------ Text under study
Protein Metabolism I Flashcards
aminoacyl-tRNA synthetases
responsible for attaching amino acids to the 3’ CCA end of a tRNA
Stop Codons
UAA, UAG, UGA
Wobble Hypothesis
Canonical base pairing w/1st two codon bases (normal base rules); non canonical base pairing is possible at third site (non-normal base pairing);
Why is the wobble effect hypothesis important?
1) kinetic advantage - faster protein synthesis 2) tRNA can dissociate more readily from the RNA template.
How do aminoacyl-tRNA synthetases apply the correct amino acid?
They check for base pairing within’ the tRNA, and they also analyze modified bases.
Aminoacyl tRNA synthetase Reaction
Goal: form an ester linkage between AA and tRNA. 1) charged with ATP forming AA-AMP intermediate. 2) Aminoacyl-AMP + tRNA goes to Aminoacyl-tRNA + AMP
Class I aminoacyl-tRNA synthetases
1) Accommodate larger, more hydrophobic amino acid substrates; 2) enzymes are monomers
Class II aminoacyl-tRNA synthetases
1) Accommodate smaller, more hydrophillic amino acid substrates 2) enzymes are dimers or multimers.
------------
[Exercise instructions]:
**1.** According to the protein metabolism flashcards, why is the wobble hypothesis important? Please answer in one to three sentences.
**2.** Reproduce the part of the protein metabolism flashcards between "How do aminoacyl-tRNA" and "dimers or multimers.", inclusive.
The stored entries are separate from the protein metabolism flashcards and unrelated to them.
------ Data excerpts
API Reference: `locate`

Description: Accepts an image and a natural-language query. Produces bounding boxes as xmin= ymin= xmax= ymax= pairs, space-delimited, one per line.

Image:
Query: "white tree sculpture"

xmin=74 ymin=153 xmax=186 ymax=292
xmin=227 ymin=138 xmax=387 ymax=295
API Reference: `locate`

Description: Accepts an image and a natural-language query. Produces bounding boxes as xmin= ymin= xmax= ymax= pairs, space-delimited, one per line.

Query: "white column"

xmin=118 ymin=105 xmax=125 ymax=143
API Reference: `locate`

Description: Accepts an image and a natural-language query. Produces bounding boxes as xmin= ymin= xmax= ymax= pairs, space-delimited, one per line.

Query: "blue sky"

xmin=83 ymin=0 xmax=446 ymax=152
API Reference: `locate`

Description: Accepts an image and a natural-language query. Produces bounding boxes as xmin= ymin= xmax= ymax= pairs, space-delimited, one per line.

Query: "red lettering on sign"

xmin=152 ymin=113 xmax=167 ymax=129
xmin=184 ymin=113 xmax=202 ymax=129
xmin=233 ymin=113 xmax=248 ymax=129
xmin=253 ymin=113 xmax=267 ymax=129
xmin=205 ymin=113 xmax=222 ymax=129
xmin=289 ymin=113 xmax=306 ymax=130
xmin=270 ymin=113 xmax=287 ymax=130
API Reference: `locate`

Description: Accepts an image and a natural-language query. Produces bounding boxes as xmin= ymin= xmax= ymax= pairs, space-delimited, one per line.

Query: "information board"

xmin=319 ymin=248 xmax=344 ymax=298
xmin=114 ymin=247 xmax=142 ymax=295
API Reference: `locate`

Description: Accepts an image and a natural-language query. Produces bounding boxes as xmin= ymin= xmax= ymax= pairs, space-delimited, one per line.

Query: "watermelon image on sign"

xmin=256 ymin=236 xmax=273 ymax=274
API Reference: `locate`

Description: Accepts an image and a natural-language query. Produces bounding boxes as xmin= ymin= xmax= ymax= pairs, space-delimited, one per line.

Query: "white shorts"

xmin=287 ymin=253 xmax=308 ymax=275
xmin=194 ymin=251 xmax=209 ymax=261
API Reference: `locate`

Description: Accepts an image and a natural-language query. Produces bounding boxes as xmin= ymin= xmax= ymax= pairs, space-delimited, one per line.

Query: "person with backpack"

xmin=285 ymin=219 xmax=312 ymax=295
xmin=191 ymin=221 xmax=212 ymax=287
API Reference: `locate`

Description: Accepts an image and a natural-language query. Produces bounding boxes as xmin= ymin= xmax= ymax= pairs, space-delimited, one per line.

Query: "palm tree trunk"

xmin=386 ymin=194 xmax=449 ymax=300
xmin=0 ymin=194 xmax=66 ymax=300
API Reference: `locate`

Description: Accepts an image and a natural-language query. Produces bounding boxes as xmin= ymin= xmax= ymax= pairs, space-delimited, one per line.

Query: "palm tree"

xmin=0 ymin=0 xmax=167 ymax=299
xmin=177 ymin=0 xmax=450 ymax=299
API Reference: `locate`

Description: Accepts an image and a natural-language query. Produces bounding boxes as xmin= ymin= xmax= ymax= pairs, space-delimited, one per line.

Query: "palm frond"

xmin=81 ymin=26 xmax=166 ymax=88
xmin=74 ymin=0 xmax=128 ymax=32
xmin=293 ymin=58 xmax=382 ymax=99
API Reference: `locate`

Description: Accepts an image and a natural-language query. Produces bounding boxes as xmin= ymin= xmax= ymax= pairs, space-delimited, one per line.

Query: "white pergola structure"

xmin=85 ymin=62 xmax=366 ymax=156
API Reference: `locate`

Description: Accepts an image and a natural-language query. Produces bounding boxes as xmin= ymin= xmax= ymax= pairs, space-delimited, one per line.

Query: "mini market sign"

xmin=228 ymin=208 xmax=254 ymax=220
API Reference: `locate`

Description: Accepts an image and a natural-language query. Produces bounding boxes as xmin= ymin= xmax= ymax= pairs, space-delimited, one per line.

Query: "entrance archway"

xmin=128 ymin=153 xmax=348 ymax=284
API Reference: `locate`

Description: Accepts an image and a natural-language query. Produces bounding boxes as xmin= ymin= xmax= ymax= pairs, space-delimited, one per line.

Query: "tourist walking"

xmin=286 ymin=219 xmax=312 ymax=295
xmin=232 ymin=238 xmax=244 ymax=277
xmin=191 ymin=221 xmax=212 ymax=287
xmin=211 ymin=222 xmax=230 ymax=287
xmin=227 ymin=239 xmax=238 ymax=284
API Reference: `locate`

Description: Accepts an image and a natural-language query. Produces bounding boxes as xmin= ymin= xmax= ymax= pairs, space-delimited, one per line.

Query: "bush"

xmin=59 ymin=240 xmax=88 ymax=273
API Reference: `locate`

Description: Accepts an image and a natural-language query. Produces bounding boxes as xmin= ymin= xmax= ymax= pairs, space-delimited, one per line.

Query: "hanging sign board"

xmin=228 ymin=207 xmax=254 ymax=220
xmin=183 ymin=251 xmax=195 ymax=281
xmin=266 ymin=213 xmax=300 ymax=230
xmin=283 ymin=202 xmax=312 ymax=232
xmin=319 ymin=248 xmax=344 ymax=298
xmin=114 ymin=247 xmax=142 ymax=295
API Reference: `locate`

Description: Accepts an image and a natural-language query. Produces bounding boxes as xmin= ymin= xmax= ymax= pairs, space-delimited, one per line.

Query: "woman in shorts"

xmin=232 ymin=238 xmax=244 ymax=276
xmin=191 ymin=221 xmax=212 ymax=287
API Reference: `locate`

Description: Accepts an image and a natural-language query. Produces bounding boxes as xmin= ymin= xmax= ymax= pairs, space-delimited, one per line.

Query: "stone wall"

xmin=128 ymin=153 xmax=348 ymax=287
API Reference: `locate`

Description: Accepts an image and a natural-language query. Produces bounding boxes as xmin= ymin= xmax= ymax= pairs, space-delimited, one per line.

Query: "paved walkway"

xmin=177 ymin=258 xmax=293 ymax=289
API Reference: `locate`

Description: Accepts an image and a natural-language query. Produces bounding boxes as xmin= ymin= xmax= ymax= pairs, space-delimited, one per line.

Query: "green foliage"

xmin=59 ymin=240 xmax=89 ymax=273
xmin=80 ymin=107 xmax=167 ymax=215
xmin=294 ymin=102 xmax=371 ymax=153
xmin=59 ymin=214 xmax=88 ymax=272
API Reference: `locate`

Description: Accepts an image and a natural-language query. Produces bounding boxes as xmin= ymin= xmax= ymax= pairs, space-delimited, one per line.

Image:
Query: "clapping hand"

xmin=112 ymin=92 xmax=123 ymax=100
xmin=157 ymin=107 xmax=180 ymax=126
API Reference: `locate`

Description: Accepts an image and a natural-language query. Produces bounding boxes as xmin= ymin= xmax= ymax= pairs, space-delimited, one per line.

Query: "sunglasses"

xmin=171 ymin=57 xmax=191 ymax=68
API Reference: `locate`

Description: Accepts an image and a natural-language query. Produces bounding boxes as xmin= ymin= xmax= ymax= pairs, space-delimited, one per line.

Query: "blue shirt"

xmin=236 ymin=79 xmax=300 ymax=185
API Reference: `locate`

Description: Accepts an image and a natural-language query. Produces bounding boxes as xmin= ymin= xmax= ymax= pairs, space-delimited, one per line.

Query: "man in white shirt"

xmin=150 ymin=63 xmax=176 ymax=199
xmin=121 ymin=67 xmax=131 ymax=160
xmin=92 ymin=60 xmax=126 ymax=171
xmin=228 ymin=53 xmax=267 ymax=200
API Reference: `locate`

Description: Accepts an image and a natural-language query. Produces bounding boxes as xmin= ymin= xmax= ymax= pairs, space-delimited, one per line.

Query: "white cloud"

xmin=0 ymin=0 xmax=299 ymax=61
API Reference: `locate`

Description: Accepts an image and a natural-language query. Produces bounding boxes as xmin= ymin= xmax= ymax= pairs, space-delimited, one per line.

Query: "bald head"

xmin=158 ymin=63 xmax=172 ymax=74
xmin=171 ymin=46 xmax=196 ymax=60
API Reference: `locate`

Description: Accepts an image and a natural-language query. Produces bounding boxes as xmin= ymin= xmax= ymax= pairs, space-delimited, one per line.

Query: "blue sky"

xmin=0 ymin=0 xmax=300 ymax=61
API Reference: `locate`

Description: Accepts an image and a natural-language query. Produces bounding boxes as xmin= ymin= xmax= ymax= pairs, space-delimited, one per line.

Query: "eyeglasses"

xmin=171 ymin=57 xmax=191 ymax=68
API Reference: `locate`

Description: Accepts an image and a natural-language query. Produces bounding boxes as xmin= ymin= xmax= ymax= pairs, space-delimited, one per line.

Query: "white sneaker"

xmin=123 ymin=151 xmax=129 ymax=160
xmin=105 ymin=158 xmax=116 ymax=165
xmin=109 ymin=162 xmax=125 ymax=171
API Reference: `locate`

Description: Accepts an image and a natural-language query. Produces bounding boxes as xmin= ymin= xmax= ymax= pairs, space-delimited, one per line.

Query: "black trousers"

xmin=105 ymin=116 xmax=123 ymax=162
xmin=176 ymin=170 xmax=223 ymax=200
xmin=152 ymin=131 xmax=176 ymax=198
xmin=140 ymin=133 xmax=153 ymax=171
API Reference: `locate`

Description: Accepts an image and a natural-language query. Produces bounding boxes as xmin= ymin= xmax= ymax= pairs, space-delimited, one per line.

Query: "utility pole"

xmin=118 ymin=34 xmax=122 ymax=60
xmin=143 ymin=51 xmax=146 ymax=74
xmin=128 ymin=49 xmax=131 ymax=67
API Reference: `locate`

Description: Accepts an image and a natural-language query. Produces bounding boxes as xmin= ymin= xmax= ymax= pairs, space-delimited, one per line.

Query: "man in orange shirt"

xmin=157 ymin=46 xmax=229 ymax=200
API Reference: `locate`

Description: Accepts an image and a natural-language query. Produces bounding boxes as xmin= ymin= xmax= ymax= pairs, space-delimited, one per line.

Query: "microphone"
------------
[Answers to the exercises]:
**1.** The wobble effect gives a kinetic advantage, allowing faster protein synthesis. It also lets tRNA dissociate more readily from the RNA template.

**2.**
How do aminoacyl-tRNA synthetases apply the correct amino acid?
They check for base pairing within’ the tRNA, and they also analyze modified bases.
Aminoacyl tRNA synthetase Reaction
Goal: form an ester linkage between AA and tRNA. 1) charged with ATP forming AA-AMP intermediate. 2) Aminoacyl-AMP + tRNA goes to Aminoacyl-tRNA + AMP
Class I aminoacyl-tRNA synthetases
1) Accommodate larger, more hydrophobic amino acid substrates; 2) enzymes are monomers
Class II aminoacyl-tRNA synthetases
1) Accommodate smaller, more hydrophillic amino acid substrates 2) enzymes are dimers or multimers.